→ Task details
Reproduce every item below word for word, with the pictures omitted.

— Start Supplied entries —

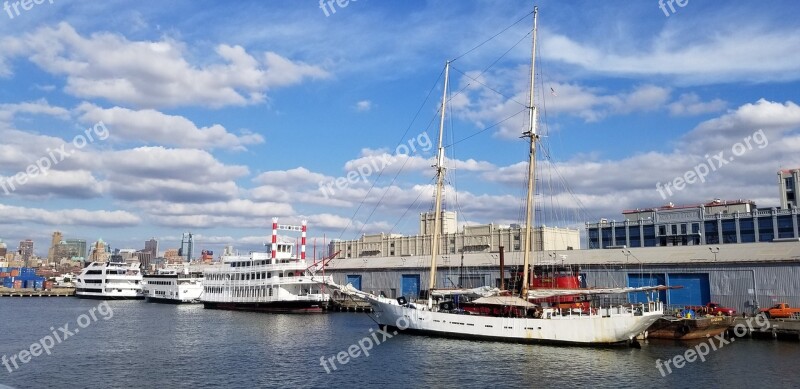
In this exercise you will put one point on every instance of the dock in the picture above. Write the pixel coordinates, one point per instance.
(781, 329)
(57, 292)
(342, 303)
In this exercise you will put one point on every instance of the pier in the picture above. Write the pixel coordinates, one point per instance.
(781, 329)
(58, 292)
(342, 303)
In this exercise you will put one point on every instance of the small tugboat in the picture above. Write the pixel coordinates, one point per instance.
(693, 323)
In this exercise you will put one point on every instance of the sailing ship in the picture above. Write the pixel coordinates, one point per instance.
(516, 318)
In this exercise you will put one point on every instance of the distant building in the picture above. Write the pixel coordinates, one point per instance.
(145, 258)
(172, 256)
(151, 246)
(716, 222)
(25, 250)
(77, 248)
(472, 239)
(787, 183)
(54, 242)
(100, 252)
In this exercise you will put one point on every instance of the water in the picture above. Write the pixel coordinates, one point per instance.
(157, 346)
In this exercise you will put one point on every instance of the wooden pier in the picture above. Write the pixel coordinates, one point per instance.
(761, 328)
(57, 292)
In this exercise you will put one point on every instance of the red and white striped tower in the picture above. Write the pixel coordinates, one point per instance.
(274, 237)
(303, 242)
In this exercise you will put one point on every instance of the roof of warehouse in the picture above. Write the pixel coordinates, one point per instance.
(728, 253)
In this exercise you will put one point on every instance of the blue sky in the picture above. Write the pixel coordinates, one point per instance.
(221, 115)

— End Supplied entries —

→ Solution
In this exercise you will put one point on every instance of the dock in the picture above. Write the pixel coordinates, one point per instance.
(781, 329)
(57, 292)
(342, 303)
In this exercise you will put one point on every instance of the pier in the picture above. Write the pixel coordinates, one point per instance.
(781, 329)
(58, 292)
(342, 303)
In this exercise you will put one point on every instance of the small tugboat in the picture above. Write the pixel coordinates, one point per instance.
(693, 323)
In this exercise you will put one point on every instance of the sailing ship in the picture above. Write the pixel coordinates, one point per instance.
(516, 318)
In this exercise you will put one point on every instance of the distant building in the picture above. Write the pixel coordinates, one point per instance.
(145, 258)
(172, 256)
(151, 246)
(716, 222)
(25, 250)
(77, 248)
(472, 239)
(787, 183)
(54, 242)
(100, 252)
In this exercise you will put one point on every instance of the water in the picture above. Write the pixel coordinates, one point per instance.
(157, 346)
In this exercise you will put one point on every instance of the wooden pier in the picture above. Write the pixel coordinates, one point per instance.
(761, 328)
(57, 292)
In this exercise you will put one point on every instance of the red and white striped tower in the picture above. Write the pixel coordinates, one point per instance.
(274, 237)
(303, 242)
In this exercise you will put one point on every instance of the roof of warehouse in the picture above. Write the pixel coordinates, one point per instance.
(728, 253)
In this exercise you will put one point on every instance of the blue sky in the picture above. Write the pixel coordinates, one point per instance.
(221, 115)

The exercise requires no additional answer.